* What is asked *
Using the exhibition description, explain why the show includes a painting by Miyoko Ito.

* Excerpt *
· · · · ·

Ei Arakawa-Nash’s show features a 2024 film created in collaboration with Reiji Saito, which pays tribute to Ellsworth Kelly’s colourful 1953 painting Spectrum I and to Tokyo’s LGBTQIA+ community Courtesy of the artists
In Paintings Are Popstars, the National Art Center, Tokyo, is staging the first solo survey exhibition of the queer Japanese American artist Ei Arakawa-Nash. His performance works will occupy one of NACT’s cavernous galleries across nine sections, each addressing painting’s relationship to a different theme, such as parks, parenting, passports and prancing. Arakawa-Nash will perform weekly in what is also the museum’s first solo exhibition by a performance artist.
In addition to inviting participation from the public, much of Arakawa-Nash’s work gives a platform to other artists. Here, he will feature, for example, a painting by his fellow Japanese American artist Miyoko Ito, whose work has never previously been shown in Japan. He will also devote one section of the show to representing the local LGBTQIA+ community.

· · · · ·

[Stored records]
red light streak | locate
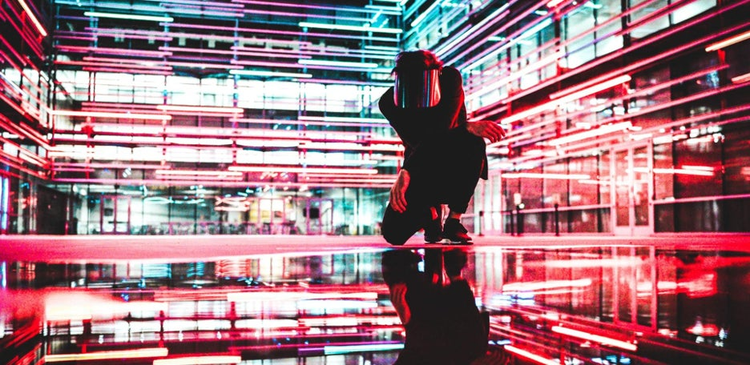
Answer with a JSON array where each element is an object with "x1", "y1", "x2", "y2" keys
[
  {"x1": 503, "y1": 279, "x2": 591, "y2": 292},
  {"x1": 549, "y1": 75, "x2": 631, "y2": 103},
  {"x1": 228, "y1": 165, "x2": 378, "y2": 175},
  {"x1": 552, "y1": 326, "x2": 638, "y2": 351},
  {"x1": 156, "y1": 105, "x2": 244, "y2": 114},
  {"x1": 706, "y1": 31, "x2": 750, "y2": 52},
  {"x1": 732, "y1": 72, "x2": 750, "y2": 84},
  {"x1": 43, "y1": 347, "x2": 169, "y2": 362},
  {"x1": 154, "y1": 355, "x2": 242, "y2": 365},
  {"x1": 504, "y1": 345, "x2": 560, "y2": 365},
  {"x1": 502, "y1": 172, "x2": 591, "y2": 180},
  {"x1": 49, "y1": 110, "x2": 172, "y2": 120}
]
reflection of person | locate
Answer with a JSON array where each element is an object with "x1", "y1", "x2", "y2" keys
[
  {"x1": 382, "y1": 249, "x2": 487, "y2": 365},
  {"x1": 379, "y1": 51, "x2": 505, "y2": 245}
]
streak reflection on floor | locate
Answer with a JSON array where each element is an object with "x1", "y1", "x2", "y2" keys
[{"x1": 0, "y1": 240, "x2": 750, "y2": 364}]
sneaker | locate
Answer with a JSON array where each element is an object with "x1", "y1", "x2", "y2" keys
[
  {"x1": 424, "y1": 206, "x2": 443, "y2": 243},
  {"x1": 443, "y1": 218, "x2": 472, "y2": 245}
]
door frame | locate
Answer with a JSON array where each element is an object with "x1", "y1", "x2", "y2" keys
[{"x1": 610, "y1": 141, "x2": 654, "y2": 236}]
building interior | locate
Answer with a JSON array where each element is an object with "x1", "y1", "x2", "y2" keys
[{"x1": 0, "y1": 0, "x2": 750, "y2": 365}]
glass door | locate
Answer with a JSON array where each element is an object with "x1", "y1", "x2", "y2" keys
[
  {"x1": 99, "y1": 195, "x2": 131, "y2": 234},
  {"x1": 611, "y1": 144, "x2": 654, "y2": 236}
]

· · · · ·

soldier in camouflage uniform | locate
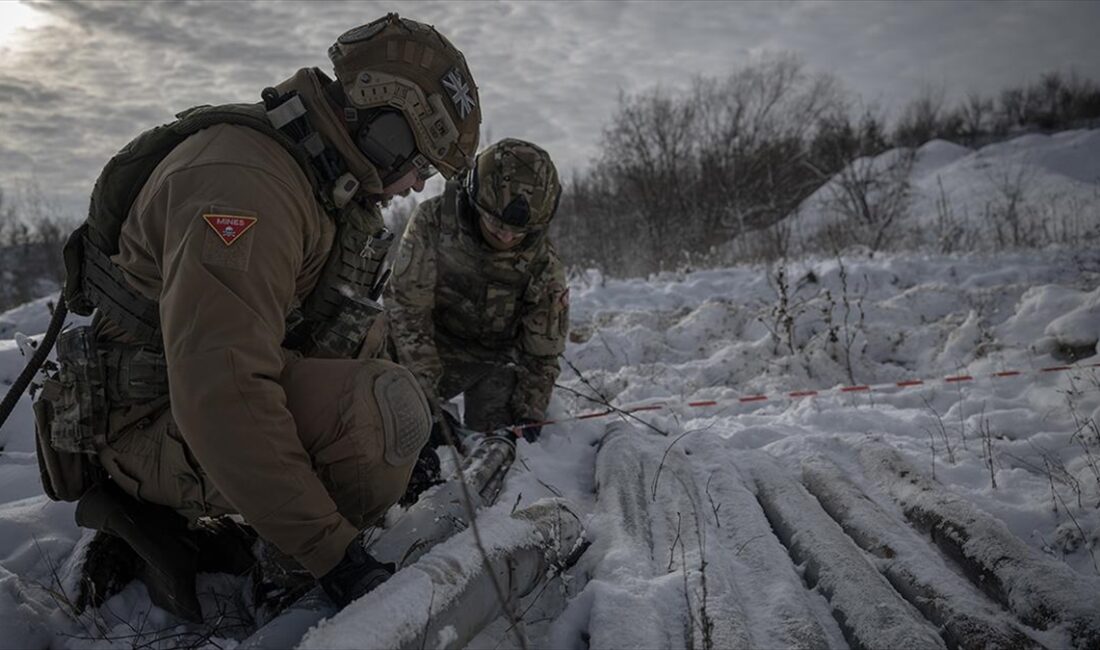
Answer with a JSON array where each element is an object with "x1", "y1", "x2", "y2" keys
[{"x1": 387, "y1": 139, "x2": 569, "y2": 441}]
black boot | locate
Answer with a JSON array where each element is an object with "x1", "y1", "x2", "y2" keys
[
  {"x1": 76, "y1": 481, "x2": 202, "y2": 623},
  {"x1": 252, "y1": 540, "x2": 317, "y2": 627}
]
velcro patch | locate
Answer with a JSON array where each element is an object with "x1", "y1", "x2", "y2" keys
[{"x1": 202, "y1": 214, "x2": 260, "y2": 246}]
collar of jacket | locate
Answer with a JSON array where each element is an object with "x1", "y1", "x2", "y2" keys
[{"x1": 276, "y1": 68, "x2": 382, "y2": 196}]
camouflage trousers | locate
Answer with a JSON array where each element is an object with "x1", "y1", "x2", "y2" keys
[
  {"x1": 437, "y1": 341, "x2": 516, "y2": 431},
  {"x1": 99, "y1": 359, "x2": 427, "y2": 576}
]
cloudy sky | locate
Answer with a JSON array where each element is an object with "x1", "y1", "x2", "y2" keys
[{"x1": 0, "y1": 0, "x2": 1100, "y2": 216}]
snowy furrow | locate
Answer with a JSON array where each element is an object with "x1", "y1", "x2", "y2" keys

· · · · ·

* Task answer *
The painting shows how much of Arakawa-Nash's work gives a platform to other artists. Ito is a fellow Japanese American artist whose work has never before been shown in Japan.